## DOCUMENT EXTRACT
-- Start --
$x^2+yz=u^4 \Rightarrow (u^2+x)(u^2-x)=yz \Rightarrow u^2-x=1 $ and $ u^2+x=yz, $ then we get by mod 3 that $ x=3,u=2, $ but then $ yz=7 $ which is impossible, or $u^2-x=y $ and $ u^2+x=z$ $\Rightarrow x^2+yu<x^2+u^3<(x+u)^3$ $\Rightarrow v=2, x^2+yu=x^2+u^2+2xu$ $ \Rightarrow y=u+2x \Rightarrow 3x=u(u-1) \Rightarrow u=3, x=2 \Rightarrow y=7$ and $ z=11, $ and the last case $ u^2+x=y $ and $ u^2-x=z \Rightarrow x^2+yu=x^2+u^3+xu<(x+u)^3 \Rightarrow v=2 \Rightarrow u^2=u+x \Rightarrow u(u-1)=x \Rightarrow u=2$ and $ x=2 \Rightarrow y=6$ which is impossible.

iDra36 wrote: $x^2+yz=u^4 \Rightarrow (u^2+x)(u^2-x)=yz \Rightarrow u^2-x=1 $ and $ u^2+x=yz, $ then we get by mod 3 that $ x=3,u=2, $ but then $ yz=7 $ which is impossible, or $u^2-x=y $ and $ u^2+x=z$ $\Rightarrow x^2+yu<x^2+u^3<(x+u)^3$ $\Rightarrow v=2, x^2+yu=x^2+u^2+2xu$ $ \Rightarrow y=u+2x \Rightarrow 3x=u(u-1) \Rightarrow u=3, x=2 \Rightarrow y=7$ and $ z=11, $ and the last case $ u^2+x=y $ and $ u^2-x=z \Rightarrow x^2+yu=x^2+u^3+xu<(x+u)^3 \Rightarrow v=2 \Rightarrow u^2=u+x \Rightarrow u(u-1)=x \Rightarrow u=2$ and $ x=2 \Rightarrow y=6$ which is impossible. Isn’t x=2, y=7, z=11, u=3, and v=2 a solution though?
-- End --
## TASK DETAILS
Rewrite the number theory post from "iDra36 wrote: $x^2+yz=u^4" up to and including "a solution though?", with "valid answer" in place of "solution".

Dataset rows
-- Start --
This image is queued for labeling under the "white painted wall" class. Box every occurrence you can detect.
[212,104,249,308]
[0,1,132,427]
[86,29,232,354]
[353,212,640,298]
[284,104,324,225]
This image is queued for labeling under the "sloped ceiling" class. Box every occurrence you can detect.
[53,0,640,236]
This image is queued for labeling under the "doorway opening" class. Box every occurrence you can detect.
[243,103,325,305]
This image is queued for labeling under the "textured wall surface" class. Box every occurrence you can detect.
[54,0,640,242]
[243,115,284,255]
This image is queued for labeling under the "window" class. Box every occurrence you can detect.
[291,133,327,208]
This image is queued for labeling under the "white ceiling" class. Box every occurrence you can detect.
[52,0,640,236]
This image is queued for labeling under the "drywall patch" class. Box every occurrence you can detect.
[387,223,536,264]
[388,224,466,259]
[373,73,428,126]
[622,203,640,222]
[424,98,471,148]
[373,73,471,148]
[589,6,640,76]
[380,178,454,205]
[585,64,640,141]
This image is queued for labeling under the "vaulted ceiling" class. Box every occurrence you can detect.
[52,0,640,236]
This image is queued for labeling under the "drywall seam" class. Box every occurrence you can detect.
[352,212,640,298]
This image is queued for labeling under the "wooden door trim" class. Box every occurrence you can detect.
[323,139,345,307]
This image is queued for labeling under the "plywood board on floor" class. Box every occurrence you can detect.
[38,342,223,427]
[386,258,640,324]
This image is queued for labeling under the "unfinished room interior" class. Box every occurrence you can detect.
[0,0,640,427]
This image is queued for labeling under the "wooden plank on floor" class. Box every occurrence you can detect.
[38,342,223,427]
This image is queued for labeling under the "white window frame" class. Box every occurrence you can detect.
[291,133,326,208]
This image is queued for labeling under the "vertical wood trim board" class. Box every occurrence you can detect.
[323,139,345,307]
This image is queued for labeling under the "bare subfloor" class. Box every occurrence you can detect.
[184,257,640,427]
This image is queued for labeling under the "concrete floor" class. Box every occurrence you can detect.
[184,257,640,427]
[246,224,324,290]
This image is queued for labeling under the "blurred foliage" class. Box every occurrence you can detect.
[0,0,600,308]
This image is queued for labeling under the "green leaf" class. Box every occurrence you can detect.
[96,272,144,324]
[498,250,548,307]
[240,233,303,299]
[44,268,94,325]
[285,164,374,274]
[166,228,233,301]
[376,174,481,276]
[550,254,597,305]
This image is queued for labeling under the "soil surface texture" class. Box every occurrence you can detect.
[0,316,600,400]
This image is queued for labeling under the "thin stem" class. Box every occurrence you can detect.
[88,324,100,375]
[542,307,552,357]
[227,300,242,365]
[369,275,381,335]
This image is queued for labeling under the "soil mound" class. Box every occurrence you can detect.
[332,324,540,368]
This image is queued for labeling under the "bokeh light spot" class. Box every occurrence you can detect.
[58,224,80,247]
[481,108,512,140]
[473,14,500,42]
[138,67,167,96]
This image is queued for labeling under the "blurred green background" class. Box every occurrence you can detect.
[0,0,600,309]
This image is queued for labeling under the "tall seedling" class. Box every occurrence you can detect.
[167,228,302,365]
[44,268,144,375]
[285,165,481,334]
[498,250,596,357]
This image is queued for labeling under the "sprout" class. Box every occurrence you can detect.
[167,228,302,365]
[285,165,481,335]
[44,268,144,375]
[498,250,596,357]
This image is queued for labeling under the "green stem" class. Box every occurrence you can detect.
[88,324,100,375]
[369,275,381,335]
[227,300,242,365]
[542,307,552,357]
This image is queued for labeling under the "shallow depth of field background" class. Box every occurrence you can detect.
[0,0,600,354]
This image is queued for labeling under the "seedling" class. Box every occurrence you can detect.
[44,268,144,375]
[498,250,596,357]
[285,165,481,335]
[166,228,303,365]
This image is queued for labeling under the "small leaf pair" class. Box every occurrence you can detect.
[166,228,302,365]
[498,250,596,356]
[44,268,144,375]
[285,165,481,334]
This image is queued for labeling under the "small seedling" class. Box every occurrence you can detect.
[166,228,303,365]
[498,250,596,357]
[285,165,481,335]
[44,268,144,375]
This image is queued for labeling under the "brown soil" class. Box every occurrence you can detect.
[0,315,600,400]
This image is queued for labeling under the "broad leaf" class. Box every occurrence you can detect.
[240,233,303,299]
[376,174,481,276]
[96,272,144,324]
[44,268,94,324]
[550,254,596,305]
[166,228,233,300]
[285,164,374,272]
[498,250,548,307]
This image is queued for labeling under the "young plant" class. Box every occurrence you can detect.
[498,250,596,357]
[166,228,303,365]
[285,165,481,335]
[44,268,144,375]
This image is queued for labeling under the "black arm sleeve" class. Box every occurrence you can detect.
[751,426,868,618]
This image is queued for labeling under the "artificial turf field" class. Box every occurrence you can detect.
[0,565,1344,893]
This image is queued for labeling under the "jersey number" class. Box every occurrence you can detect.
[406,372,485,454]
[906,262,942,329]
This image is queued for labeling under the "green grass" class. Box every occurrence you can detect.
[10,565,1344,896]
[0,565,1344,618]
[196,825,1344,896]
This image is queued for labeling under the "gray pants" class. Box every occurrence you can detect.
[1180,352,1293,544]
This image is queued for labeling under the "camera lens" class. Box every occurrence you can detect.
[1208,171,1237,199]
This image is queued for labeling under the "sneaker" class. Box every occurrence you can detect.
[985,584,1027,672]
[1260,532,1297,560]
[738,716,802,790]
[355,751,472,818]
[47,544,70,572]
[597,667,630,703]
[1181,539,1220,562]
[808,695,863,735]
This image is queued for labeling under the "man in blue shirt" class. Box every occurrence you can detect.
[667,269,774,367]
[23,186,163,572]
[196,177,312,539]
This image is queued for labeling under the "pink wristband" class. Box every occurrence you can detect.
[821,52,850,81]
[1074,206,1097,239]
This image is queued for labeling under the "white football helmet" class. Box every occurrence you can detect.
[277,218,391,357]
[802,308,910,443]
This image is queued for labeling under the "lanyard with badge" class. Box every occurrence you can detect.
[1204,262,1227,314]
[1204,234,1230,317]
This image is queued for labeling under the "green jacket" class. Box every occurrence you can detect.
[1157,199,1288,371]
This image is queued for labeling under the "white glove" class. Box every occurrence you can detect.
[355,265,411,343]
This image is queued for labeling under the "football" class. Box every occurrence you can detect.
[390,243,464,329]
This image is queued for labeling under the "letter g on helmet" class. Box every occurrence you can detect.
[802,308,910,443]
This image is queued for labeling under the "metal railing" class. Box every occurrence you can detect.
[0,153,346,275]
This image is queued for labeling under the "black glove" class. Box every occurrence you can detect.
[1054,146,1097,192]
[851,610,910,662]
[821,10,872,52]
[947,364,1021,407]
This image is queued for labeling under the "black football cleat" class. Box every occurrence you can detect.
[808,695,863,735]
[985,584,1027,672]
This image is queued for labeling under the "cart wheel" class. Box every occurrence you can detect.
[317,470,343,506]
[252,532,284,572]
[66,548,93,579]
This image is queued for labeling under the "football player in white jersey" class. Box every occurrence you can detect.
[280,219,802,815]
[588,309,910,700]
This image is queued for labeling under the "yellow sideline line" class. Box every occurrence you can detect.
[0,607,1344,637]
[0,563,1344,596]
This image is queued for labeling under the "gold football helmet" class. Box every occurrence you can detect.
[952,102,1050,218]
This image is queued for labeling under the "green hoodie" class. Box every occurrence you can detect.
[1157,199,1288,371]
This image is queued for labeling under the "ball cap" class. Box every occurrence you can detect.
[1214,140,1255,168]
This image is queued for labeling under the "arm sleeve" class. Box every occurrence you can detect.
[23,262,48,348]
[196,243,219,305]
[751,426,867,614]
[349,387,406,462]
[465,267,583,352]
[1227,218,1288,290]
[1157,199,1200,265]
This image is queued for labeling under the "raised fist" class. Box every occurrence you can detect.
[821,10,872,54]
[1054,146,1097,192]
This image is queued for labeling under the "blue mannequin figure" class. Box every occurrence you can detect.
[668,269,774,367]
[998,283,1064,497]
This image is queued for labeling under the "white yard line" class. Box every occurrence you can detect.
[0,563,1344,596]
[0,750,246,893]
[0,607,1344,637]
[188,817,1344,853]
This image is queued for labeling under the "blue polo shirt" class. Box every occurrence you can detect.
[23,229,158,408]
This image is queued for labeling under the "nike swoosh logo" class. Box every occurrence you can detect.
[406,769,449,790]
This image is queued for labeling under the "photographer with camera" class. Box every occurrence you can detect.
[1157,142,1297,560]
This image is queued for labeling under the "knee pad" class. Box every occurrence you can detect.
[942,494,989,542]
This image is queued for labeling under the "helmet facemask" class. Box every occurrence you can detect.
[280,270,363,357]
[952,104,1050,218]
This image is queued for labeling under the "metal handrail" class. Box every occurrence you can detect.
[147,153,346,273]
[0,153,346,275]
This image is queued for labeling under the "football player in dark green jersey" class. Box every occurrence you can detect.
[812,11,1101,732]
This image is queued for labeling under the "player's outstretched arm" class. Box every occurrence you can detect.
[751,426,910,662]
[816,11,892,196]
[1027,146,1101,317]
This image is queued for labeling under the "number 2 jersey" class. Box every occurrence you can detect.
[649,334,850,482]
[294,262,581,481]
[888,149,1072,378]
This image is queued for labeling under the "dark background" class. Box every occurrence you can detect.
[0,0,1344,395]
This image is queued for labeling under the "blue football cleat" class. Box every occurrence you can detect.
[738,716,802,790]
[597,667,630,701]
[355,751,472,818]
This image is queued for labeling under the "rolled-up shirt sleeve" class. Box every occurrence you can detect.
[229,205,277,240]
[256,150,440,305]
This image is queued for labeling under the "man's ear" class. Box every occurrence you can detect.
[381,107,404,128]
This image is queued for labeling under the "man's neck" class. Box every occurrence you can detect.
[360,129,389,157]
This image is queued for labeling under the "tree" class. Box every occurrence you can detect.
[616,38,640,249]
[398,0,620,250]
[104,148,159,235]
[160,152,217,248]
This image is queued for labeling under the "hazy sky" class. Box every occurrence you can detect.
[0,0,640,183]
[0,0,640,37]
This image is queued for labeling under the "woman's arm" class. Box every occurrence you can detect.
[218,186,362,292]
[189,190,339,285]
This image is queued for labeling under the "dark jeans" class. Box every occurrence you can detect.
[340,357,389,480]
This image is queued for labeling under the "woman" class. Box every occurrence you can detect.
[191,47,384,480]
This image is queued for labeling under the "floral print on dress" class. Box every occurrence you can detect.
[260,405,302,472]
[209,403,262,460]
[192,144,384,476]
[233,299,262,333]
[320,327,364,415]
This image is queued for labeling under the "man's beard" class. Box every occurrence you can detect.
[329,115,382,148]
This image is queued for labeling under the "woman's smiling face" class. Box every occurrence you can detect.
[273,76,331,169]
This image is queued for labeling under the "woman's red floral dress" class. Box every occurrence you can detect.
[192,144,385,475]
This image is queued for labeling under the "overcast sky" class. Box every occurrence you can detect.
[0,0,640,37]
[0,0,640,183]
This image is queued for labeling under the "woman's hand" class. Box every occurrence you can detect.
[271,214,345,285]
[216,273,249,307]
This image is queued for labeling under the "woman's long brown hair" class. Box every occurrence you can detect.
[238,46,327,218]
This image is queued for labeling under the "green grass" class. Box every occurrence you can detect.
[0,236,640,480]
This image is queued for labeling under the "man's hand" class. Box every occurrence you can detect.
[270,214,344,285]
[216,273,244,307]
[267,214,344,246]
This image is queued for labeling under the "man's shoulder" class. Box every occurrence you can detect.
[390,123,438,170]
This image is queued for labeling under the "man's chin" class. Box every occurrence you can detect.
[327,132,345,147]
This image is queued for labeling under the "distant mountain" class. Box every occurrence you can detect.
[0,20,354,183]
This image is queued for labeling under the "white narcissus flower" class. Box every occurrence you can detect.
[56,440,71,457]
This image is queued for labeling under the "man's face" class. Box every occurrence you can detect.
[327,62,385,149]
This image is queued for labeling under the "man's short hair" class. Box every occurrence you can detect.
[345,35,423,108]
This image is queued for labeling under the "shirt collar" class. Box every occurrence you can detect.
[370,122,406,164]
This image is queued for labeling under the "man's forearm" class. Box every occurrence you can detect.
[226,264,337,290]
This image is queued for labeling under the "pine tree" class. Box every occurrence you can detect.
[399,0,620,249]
-- End --
## TASK SOLUTION
iDra36 wrote: $x^2+yz=u^4 \Rightarrow (u^2+x)(u^2-x)=yz \Rightarrow u^2-x=1 $ and $ u^2+x=yz, $ then we get by mod 3 that $ x=3,u=2, $ but then $ yz=7 $ which is impossible, or $u^2-x=y $ and $ u^2+x=z$ $\Rightarrow x^2+yu<x^2+u^3<(x+u)^3$ $\Rightarrow v=2, x^2+yu=x^2+u^2+2xu$ $ \Rightarrow y=u+2x \Rightarrow 3x=u(u-1) \Rightarrow u=3, x=2 \Rightarrow y=7$ and $ z=11, $ and the last case $ u^2+x=y $ and $ u^2-x=z \Rightarrow x^2+yu=x^2+u^3+xu<(x+u)^3 \Rightarrow v=2 \Rightarrow u^2=u+x \Rightarrow u(u-1)=x \Rightarrow u=2$ and $ x=2 \Rightarrow y=6$ which is impossible. Isn’t x=2, y=7, z=11, u=3, and v=2 a valid answer though?